Problem description: Collect all lines from the records below that include the word "broom".

Extracted records:

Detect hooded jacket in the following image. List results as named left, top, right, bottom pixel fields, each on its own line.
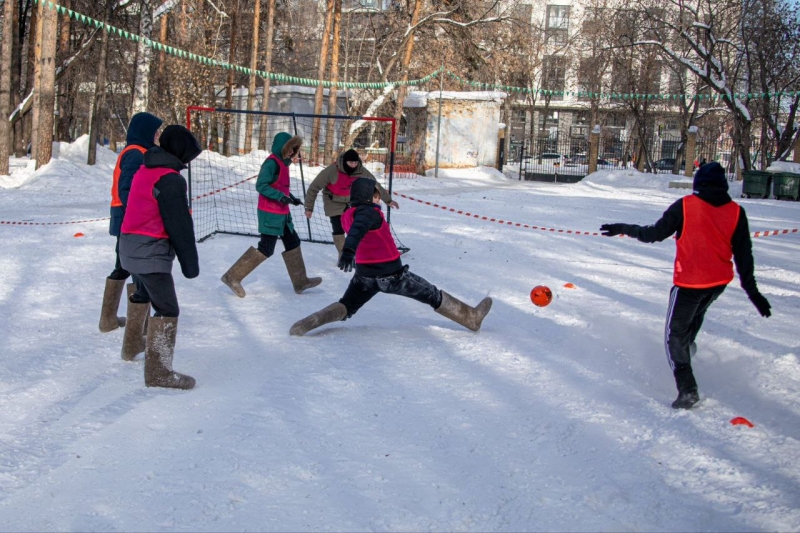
left=256, top=133, right=302, bottom=236
left=109, top=112, right=163, bottom=236
left=119, top=126, right=202, bottom=278
left=303, top=151, right=391, bottom=217
left=341, top=178, right=403, bottom=277
left=616, top=163, right=758, bottom=293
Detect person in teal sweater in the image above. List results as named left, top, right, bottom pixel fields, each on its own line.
left=221, top=132, right=321, bottom=297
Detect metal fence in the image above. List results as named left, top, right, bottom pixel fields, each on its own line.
left=518, top=135, right=590, bottom=183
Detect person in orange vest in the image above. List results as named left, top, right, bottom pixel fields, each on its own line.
left=600, top=162, right=771, bottom=409
left=119, top=125, right=202, bottom=389
left=99, top=112, right=163, bottom=333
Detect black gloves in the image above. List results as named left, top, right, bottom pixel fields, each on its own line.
left=338, top=249, right=356, bottom=272
left=280, top=194, right=303, bottom=206
left=600, top=223, right=626, bottom=237
left=747, top=291, right=772, bottom=317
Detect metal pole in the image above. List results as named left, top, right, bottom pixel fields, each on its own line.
left=434, top=66, right=444, bottom=178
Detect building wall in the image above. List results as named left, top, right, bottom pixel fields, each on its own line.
left=423, top=92, right=506, bottom=169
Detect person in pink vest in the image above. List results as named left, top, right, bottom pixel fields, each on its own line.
left=290, top=178, right=492, bottom=336
left=221, top=132, right=321, bottom=297
left=119, top=125, right=202, bottom=390
left=600, top=162, right=771, bottom=409
left=302, top=149, right=398, bottom=258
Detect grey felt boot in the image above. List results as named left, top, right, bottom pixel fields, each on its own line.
left=282, top=247, right=322, bottom=294
left=434, top=291, right=492, bottom=332
left=290, top=302, right=348, bottom=336
left=144, top=316, right=195, bottom=390
left=99, top=278, right=127, bottom=332
left=121, top=301, right=150, bottom=361
left=333, top=234, right=346, bottom=256
left=221, top=246, right=267, bottom=297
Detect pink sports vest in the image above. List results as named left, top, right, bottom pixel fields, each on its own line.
left=342, top=206, right=401, bottom=264
left=120, top=166, right=173, bottom=239
left=258, top=154, right=290, bottom=215
left=326, top=171, right=358, bottom=197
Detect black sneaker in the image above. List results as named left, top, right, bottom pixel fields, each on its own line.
left=671, top=390, right=700, bottom=409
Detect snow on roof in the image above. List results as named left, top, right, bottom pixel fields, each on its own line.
left=425, top=91, right=507, bottom=102
left=404, top=91, right=428, bottom=108
left=766, top=161, right=800, bottom=174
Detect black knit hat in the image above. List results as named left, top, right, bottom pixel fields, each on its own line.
left=693, top=162, right=728, bottom=192
left=159, top=125, right=202, bottom=165
left=342, top=149, right=361, bottom=163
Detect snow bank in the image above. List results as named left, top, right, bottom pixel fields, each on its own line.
left=766, top=161, right=800, bottom=174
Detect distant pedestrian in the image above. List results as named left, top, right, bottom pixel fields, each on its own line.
left=600, top=162, right=771, bottom=409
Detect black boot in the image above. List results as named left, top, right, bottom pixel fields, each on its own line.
left=671, top=364, right=699, bottom=409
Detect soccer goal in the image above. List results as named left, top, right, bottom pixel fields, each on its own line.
left=186, top=106, right=407, bottom=252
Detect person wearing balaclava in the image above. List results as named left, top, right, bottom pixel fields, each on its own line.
left=302, top=148, right=399, bottom=260
left=119, top=125, right=202, bottom=390
left=599, top=162, right=771, bottom=410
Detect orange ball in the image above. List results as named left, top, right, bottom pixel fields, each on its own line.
left=530, top=285, right=553, bottom=307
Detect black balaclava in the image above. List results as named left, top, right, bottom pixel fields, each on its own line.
left=342, top=149, right=361, bottom=175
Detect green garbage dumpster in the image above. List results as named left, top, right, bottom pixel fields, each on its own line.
left=772, top=172, right=800, bottom=201
left=741, top=170, right=772, bottom=199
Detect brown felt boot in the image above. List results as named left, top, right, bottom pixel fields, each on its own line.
left=290, top=302, right=347, bottom=336
left=434, top=291, right=493, bottom=332
left=282, top=246, right=322, bottom=294
left=144, top=316, right=195, bottom=390
left=99, top=278, right=127, bottom=332
left=221, top=246, right=267, bottom=298
left=121, top=300, right=150, bottom=361
left=127, top=282, right=149, bottom=331
left=333, top=234, right=346, bottom=257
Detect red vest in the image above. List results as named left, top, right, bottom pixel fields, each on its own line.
left=326, top=171, right=358, bottom=197
left=111, top=145, right=147, bottom=207
left=342, top=206, right=401, bottom=264
left=258, top=154, right=290, bottom=215
left=674, top=195, right=740, bottom=288
left=120, top=166, right=173, bottom=239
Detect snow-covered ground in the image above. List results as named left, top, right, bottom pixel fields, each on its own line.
left=1, top=137, right=799, bottom=532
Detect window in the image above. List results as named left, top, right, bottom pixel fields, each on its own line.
left=543, top=56, right=567, bottom=100
left=546, top=5, right=569, bottom=47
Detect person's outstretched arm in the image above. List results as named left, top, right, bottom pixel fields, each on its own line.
left=600, top=199, right=683, bottom=242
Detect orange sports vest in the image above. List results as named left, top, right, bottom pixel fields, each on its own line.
left=674, top=195, right=740, bottom=289
left=110, top=145, right=147, bottom=207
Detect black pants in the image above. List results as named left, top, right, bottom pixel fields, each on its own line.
left=108, top=237, right=130, bottom=280
left=257, top=226, right=301, bottom=257
left=664, top=285, right=726, bottom=370
left=130, top=272, right=180, bottom=318
left=339, top=265, right=443, bottom=317
left=330, top=215, right=344, bottom=236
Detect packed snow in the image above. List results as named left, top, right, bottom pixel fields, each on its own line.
left=1, top=137, right=799, bottom=531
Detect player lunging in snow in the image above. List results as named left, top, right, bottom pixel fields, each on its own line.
left=600, top=162, right=771, bottom=409
left=290, top=178, right=492, bottom=336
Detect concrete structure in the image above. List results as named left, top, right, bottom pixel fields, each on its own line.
left=422, top=91, right=506, bottom=169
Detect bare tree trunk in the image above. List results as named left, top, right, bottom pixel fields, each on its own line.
left=311, top=0, right=335, bottom=164
left=258, top=0, right=276, bottom=150
left=27, top=3, right=41, bottom=159
left=131, top=0, right=155, bottom=115
left=88, top=5, right=112, bottom=165
left=244, top=0, right=262, bottom=153
left=157, top=11, right=168, bottom=90
left=323, top=0, right=342, bottom=163
left=11, top=0, right=22, bottom=156
left=33, top=0, right=57, bottom=169
left=392, top=0, right=422, bottom=125
left=0, top=0, right=16, bottom=174
left=56, top=0, right=71, bottom=141
left=222, top=10, right=238, bottom=157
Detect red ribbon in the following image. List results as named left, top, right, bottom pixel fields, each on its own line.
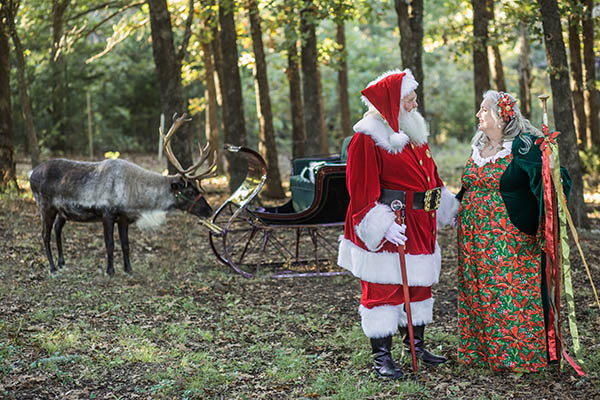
left=540, top=143, right=559, bottom=362
left=538, top=123, right=585, bottom=376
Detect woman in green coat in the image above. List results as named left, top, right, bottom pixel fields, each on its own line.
left=456, top=90, right=570, bottom=372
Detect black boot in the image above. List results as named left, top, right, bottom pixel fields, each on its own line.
left=402, top=325, right=447, bottom=365
left=370, top=336, right=404, bottom=379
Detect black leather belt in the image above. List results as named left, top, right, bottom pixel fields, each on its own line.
left=379, top=187, right=442, bottom=212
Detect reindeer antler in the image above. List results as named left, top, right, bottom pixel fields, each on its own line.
left=160, top=113, right=217, bottom=189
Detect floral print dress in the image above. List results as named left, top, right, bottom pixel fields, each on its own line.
left=457, top=143, right=547, bottom=372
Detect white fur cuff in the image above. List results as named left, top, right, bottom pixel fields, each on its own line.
left=355, top=202, right=395, bottom=251
left=359, top=304, right=402, bottom=338
left=398, top=297, right=434, bottom=327
left=436, top=187, right=459, bottom=228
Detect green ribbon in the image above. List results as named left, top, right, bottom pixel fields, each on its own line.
left=549, top=142, right=583, bottom=366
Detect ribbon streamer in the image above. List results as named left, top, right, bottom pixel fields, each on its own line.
left=537, top=125, right=594, bottom=376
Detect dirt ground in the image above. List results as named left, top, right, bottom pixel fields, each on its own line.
left=1, top=155, right=599, bottom=399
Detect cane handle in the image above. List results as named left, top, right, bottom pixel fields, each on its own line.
left=538, top=94, right=550, bottom=126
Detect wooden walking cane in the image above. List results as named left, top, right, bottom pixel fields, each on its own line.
left=390, top=199, right=418, bottom=373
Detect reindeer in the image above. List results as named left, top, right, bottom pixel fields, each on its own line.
left=29, top=114, right=215, bottom=276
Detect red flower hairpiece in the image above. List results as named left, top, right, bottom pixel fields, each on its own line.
left=498, top=92, right=516, bottom=123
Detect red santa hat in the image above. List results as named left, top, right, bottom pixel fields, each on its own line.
left=360, top=69, right=418, bottom=133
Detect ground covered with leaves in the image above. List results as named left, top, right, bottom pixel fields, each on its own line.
left=1, top=157, right=599, bottom=399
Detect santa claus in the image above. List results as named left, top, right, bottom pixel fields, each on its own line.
left=338, top=69, right=458, bottom=379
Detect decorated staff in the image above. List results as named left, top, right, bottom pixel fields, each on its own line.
left=536, top=94, right=600, bottom=376
left=391, top=199, right=418, bottom=374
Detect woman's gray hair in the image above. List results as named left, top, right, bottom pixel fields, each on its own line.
left=472, top=90, right=542, bottom=154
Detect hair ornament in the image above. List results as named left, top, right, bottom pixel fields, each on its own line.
left=498, top=92, right=516, bottom=123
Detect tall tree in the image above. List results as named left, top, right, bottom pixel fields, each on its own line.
left=246, top=0, right=284, bottom=198
left=300, top=0, right=326, bottom=155
left=517, top=22, right=533, bottom=119
left=219, top=0, right=247, bottom=191
left=335, top=21, right=351, bottom=140
left=329, top=0, right=353, bottom=145
left=147, top=0, right=193, bottom=173
left=395, top=0, right=425, bottom=114
left=567, top=5, right=587, bottom=148
left=0, top=11, right=17, bottom=191
left=581, top=0, right=598, bottom=148
left=537, top=0, right=589, bottom=228
left=50, top=0, right=70, bottom=152
left=199, top=4, right=223, bottom=173
left=471, top=0, right=491, bottom=115
left=284, top=13, right=305, bottom=159
left=1, top=0, right=40, bottom=167
left=486, top=0, right=505, bottom=92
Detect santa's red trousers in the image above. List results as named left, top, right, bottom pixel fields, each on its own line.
left=360, top=280, right=431, bottom=309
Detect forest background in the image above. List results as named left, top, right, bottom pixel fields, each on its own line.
left=1, top=1, right=600, bottom=399
left=0, top=0, right=598, bottom=210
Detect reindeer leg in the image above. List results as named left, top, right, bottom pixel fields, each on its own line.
left=117, top=217, right=132, bottom=274
left=53, top=215, right=66, bottom=269
left=42, top=208, right=58, bottom=274
left=102, top=216, right=116, bottom=276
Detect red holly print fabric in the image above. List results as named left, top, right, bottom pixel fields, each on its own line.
left=457, top=154, right=547, bottom=372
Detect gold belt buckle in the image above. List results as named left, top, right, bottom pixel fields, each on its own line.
left=423, top=187, right=441, bottom=212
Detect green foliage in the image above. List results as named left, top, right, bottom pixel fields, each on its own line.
left=579, top=147, right=600, bottom=176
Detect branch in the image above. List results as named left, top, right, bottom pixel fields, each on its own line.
left=177, top=0, right=195, bottom=66
left=68, top=0, right=131, bottom=21
left=69, top=1, right=144, bottom=45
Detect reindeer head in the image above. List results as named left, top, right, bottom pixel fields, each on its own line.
left=161, top=113, right=216, bottom=218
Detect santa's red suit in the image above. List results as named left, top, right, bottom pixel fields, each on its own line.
left=337, top=69, right=458, bottom=342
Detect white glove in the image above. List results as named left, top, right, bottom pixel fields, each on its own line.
left=384, top=222, right=407, bottom=246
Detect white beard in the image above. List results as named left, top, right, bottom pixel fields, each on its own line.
left=398, top=108, right=429, bottom=146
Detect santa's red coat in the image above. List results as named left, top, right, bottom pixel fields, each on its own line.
left=337, top=113, right=457, bottom=288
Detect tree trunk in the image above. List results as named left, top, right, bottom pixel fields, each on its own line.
left=0, top=15, right=17, bottom=191
left=147, top=0, right=192, bottom=173
left=567, top=10, right=587, bottom=148
left=537, top=0, right=589, bottom=228
left=317, top=67, right=328, bottom=153
left=485, top=0, right=505, bottom=93
left=199, top=8, right=223, bottom=174
left=488, top=45, right=506, bottom=92
left=3, top=1, right=40, bottom=167
left=517, top=22, right=533, bottom=120
left=286, top=32, right=305, bottom=159
left=471, top=0, right=491, bottom=114
left=247, top=0, right=284, bottom=198
left=210, top=8, right=226, bottom=141
left=581, top=0, right=599, bottom=147
left=218, top=0, right=247, bottom=192
left=50, top=0, right=70, bottom=152
left=336, top=21, right=351, bottom=145
left=395, top=0, right=425, bottom=114
left=300, top=0, right=325, bottom=155
left=201, top=39, right=222, bottom=173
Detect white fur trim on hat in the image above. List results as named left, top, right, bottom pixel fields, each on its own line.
left=436, top=187, right=460, bottom=228
left=337, top=237, right=442, bottom=286
left=360, top=68, right=419, bottom=110
left=353, top=114, right=410, bottom=154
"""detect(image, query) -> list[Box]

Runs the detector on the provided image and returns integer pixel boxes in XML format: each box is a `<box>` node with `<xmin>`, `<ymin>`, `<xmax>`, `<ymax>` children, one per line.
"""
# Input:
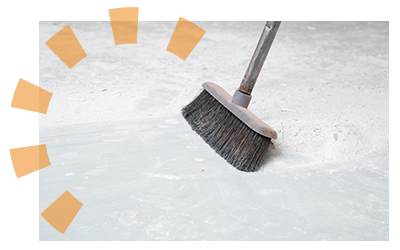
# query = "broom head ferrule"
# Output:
<box><xmin>202</xmin><ymin>82</ymin><xmax>277</xmax><ymax>140</ymax></box>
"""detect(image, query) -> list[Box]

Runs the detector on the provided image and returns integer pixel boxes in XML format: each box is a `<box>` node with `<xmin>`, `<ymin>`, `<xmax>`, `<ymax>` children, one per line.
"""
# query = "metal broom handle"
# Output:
<box><xmin>238</xmin><ymin>21</ymin><xmax>281</xmax><ymax>95</ymax></box>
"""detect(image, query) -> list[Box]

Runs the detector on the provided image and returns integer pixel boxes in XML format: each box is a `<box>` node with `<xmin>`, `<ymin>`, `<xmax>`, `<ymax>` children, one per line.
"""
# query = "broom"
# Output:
<box><xmin>182</xmin><ymin>21</ymin><xmax>281</xmax><ymax>172</ymax></box>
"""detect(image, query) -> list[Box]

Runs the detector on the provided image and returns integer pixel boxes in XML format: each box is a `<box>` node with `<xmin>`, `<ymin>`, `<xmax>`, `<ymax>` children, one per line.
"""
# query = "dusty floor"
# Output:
<box><xmin>39</xmin><ymin>21</ymin><xmax>388</xmax><ymax>240</ymax></box>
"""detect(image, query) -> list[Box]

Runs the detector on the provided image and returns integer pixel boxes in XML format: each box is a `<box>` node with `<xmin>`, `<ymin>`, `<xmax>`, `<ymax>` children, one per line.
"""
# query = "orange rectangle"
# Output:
<box><xmin>45</xmin><ymin>25</ymin><xmax>87</xmax><ymax>69</ymax></box>
<box><xmin>41</xmin><ymin>191</ymin><xmax>83</xmax><ymax>234</ymax></box>
<box><xmin>166</xmin><ymin>17</ymin><xmax>206</xmax><ymax>60</ymax></box>
<box><xmin>109</xmin><ymin>7</ymin><xmax>139</xmax><ymax>45</ymax></box>
<box><xmin>10</xmin><ymin>144</ymin><xmax>51</xmax><ymax>178</ymax></box>
<box><xmin>11</xmin><ymin>79</ymin><xmax>53</xmax><ymax>114</ymax></box>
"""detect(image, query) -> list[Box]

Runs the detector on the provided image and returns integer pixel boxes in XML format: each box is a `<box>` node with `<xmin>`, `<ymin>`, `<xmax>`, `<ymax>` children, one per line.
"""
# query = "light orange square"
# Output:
<box><xmin>11</xmin><ymin>79</ymin><xmax>52</xmax><ymax>114</ymax></box>
<box><xmin>10</xmin><ymin>144</ymin><xmax>51</xmax><ymax>178</ymax></box>
<box><xmin>167</xmin><ymin>17</ymin><xmax>206</xmax><ymax>60</ymax></box>
<box><xmin>45</xmin><ymin>25</ymin><xmax>87</xmax><ymax>69</ymax></box>
<box><xmin>109</xmin><ymin>7</ymin><xmax>139</xmax><ymax>45</ymax></box>
<box><xmin>41</xmin><ymin>191</ymin><xmax>83</xmax><ymax>234</ymax></box>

Response:
# query = "broom head ferrule"
# query = "metal broom handle"
# query = "broom"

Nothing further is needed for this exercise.